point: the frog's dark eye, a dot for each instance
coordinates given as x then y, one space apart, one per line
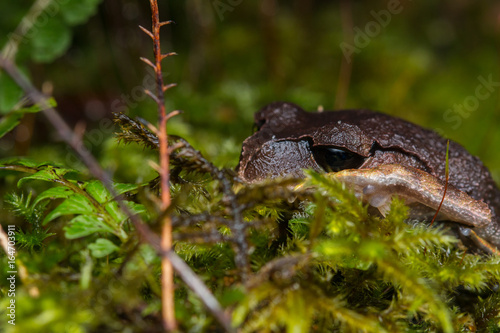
257 125
335 159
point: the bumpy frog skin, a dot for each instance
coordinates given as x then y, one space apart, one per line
378 156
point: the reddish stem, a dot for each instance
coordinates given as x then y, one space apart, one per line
168 313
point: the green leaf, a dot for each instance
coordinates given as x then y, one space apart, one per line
76 204
102 247
19 161
84 225
53 193
9 122
10 93
97 190
50 41
78 11
121 188
50 174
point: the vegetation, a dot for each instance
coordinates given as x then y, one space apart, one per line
276 257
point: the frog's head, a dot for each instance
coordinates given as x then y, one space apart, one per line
288 140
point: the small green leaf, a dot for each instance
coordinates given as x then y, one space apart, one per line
10 93
114 210
50 41
78 11
53 193
102 247
19 161
76 204
50 174
9 122
97 190
121 188
84 225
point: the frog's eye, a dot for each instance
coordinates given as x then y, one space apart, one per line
257 125
335 159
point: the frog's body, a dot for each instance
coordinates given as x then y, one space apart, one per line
289 140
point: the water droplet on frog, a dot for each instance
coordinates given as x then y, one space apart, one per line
465 231
369 190
378 200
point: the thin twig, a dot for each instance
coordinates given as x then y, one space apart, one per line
168 312
184 271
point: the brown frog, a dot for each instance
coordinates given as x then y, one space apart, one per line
378 156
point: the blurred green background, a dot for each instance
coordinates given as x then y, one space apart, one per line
421 61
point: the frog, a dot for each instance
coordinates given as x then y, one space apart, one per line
378 156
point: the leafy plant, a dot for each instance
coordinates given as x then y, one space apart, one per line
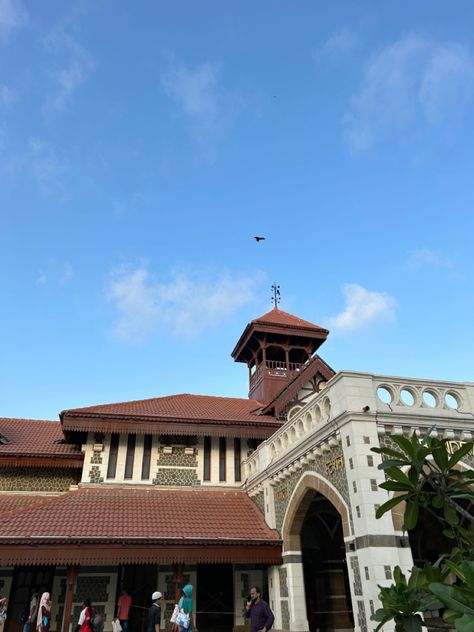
425 475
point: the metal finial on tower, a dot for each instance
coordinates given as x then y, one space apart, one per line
276 294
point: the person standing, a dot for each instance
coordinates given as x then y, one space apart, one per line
154 613
258 611
85 618
185 606
33 612
43 618
124 604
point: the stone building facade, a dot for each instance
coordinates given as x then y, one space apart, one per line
279 491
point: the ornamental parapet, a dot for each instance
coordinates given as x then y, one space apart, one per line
394 404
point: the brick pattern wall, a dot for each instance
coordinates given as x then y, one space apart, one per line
283 581
259 500
37 479
356 572
176 476
178 458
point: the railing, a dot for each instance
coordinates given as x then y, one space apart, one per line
275 365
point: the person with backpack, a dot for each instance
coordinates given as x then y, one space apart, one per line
43 618
154 613
184 618
85 618
30 612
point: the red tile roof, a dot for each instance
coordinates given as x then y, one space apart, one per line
14 504
156 515
35 438
277 316
182 407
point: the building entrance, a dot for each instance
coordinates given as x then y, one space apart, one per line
140 582
215 601
327 591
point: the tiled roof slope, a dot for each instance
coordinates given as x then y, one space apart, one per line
183 406
277 316
92 514
12 504
34 437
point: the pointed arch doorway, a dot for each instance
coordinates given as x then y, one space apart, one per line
316 522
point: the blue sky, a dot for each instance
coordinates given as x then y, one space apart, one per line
144 144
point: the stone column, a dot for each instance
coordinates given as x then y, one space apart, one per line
293 564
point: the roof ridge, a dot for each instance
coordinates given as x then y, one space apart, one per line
161 397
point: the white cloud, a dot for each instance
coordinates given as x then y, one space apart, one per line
41 279
413 80
184 305
76 66
340 43
7 96
363 307
426 257
41 163
199 94
12 15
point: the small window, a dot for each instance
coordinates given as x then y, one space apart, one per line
207 459
146 462
237 458
222 458
130 458
113 453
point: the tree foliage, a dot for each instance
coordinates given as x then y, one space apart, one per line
425 475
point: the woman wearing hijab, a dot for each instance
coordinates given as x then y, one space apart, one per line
44 613
85 618
186 605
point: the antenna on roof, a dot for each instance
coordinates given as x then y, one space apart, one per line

## WORK INSTRUCTIONS:
Retype the data exactly; images stay out.

## OUTPUT FOR THIS TASK:
point: the frog's dark eye, a dot for each instance
coordinates given as x then y, one space apart, one per line
257 125
335 159
point: the bumpy frog skin, a dot for each instance
coordinates given as x then y, one space apart, one per line
378 156
point: the reddish stem, a dot for each instance
coordinates given as x then y, one space apart, one per line
168 313
point: the green leaf, a dot for each instance
coordinates given as x then y, one space apart, one per line
76 204
102 247
19 161
84 225
53 193
9 122
10 93
97 190
50 41
78 11
121 188
50 174
point: the vegetation, a dot for each instance
coordinates given as x then y, one space apart, one per line
276 257
point: the frog's head, a dot for each instance
coordinates given as x then y, one space apart, one per line
288 140
point: the small green leaf, a dot for each instance
coordinates given as x then y, one space apart, one per line
10 93
114 210
50 41
78 11
53 193
102 247
19 161
76 204
50 174
9 122
97 190
121 188
84 225
point: the frog's eye, a dot for each instance
coordinates given as x then y, one space apart, one per line
257 125
335 159
point: the frog's body, a dot for each instance
coordinates given as x then y, one space apart, one per line
289 140
point: the water droplet on frog, a dot for each instance
coordinates given as x then y, one space apart, one per line
465 231
369 190
378 200
point: the thin twig, a dot for each instance
coordinates given as x then y, one space apart, one per line
168 312
184 271
point: the brown frog, a dot for each instance
coordinates given as x then y, one space apart, one per line
378 156
point: the blurred green background, a dot for each instance
coordinates given as x then y, one space apart, one per line
421 61
point: the frog, a dot for each instance
coordinates given as x then y, one space apart, one per line
378 156
point: the leafy plant, a dot for each instance
coordinates given as x then y, one space apart, one per line
425 475
point: the metal finial on tower, a dot for each instance
coordinates given as x then y, one space apart, one per line
276 294
point: the person standing, a dot for each instance
coordinates given as x then y, one space apart, one per line
154 613
258 611
85 618
185 606
33 612
43 618
124 604
point: the stone building facade, a dot for each instance
coordinates given as x then y, one space apart, one per line
279 491
point: the ornamental parapet, a dot for each instance
coordinates given as x then y, one space apart, one per line
394 404
point: the brick pattern wall, a dot for each instance
coordinates given as x then y, one space apart, one per line
283 581
259 500
37 479
356 572
176 476
178 458
point: the railing, a dot for each instance
coordinates given as x then y, one space apart, one per line
275 365
point: the person with backpack, a dot for each instance
coordinates given as x then y, one space apart, one per line
43 618
154 613
184 618
85 618
30 612
point: the red tile roof, a dot for each instance
coordinates given as x then y, one space apart, one per line
14 504
156 515
35 438
277 316
182 407
point: the building entrance, a dot for each instance
coordinates given as x then y, one space apart, one per line
140 582
215 601
327 591
point: the tiled roof slope, a dot for each instance
coordinates given as x then y, one space apart, one per line
183 406
277 316
92 514
12 504
34 437
point: the pointed arch doorway, a dot for each instance
coordinates given as x then y, one space apart, one per line
316 522
point: the blue sky, a dot for each instance
coordinates given as x then y, one space apart, one per line
144 144
point: the stone column, a dot for each instance
coordinates given as x then y, one space apart, one per line
293 564
point: the roof ridge, a dot for each instance
coordinates given as x then y, one space apart, one per line
161 397
point: the white cloud, a dot for each instance
coordinates given as x then y, one space apart, one per line
41 279
413 80
184 305
76 66
340 43
7 96
363 307
426 257
41 163
199 94
12 15
point: the small window, a dot for each instance
coordinates given as x then y, one space apart, one per line
207 459
146 462
237 458
222 458
130 458
113 453
point: the tree foliage, a dot for each instance
coordinates given as x then y, one space apart, one per line
425 475
point: the woman wearing hijab, a dot for each instance
coordinates given as x then y, one space apart, one per line
44 613
85 618
186 605
point: the antenna on roof, a dot for each instance
coordinates given as x then y, one space apart, one per line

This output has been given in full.